MATERIAL TO PROCESS.
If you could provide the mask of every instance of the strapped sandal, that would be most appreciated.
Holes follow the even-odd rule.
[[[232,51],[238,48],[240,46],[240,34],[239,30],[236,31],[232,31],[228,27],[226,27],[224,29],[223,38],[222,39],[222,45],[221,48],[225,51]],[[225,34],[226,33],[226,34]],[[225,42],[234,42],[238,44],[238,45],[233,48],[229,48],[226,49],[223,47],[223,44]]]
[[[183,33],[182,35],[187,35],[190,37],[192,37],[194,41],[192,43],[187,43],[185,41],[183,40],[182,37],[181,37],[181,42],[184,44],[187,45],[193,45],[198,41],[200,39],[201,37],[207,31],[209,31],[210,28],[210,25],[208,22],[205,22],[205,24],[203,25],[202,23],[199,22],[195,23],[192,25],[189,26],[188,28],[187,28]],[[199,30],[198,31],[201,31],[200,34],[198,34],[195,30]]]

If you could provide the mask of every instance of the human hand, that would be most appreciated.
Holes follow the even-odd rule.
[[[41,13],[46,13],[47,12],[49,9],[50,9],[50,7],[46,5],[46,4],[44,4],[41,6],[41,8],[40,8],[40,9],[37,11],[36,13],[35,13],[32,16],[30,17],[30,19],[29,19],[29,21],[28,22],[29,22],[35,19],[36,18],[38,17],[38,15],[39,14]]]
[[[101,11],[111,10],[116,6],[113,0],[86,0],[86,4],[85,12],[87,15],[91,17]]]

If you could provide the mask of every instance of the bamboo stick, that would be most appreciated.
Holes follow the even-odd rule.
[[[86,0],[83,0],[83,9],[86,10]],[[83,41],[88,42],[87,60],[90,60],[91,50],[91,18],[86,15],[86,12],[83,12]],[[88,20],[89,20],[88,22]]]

DIRECTION. Begin at the line that contains "hand, that would be most appreciated." and continue through the end of the data. Write those lines out again, requests included, and shift every coordinate in the answers by adding 129 to it.

RESPONSE TO THIS TASK.
If you could provide the mask of every instance of the human hand, that would be most appreciated.
Holes follow the even-odd rule.
[[[170,142],[175,142],[176,141],[178,138],[179,138],[179,136],[175,134],[175,133],[173,133],[170,135],[170,137],[169,137],[169,138],[166,140],[165,142],[164,142],[161,145],[159,146],[159,148],[158,148],[158,150],[157,151],[158,151],[164,148],[165,147],[167,146],[167,144],[168,143]]]
[[[230,140],[240,139],[245,135],[242,129],[215,129],[215,133],[214,141],[216,144],[220,146]]]

If you could provide the mask of every instance of the bamboo stick, that would be most appreciated.
Holes follow the even-odd rule.
[[[215,129],[212,129],[212,138],[215,139]],[[212,170],[217,171],[216,189],[219,189],[220,179],[220,147],[215,144],[215,141],[212,141]],[[217,149],[218,149],[217,151]]]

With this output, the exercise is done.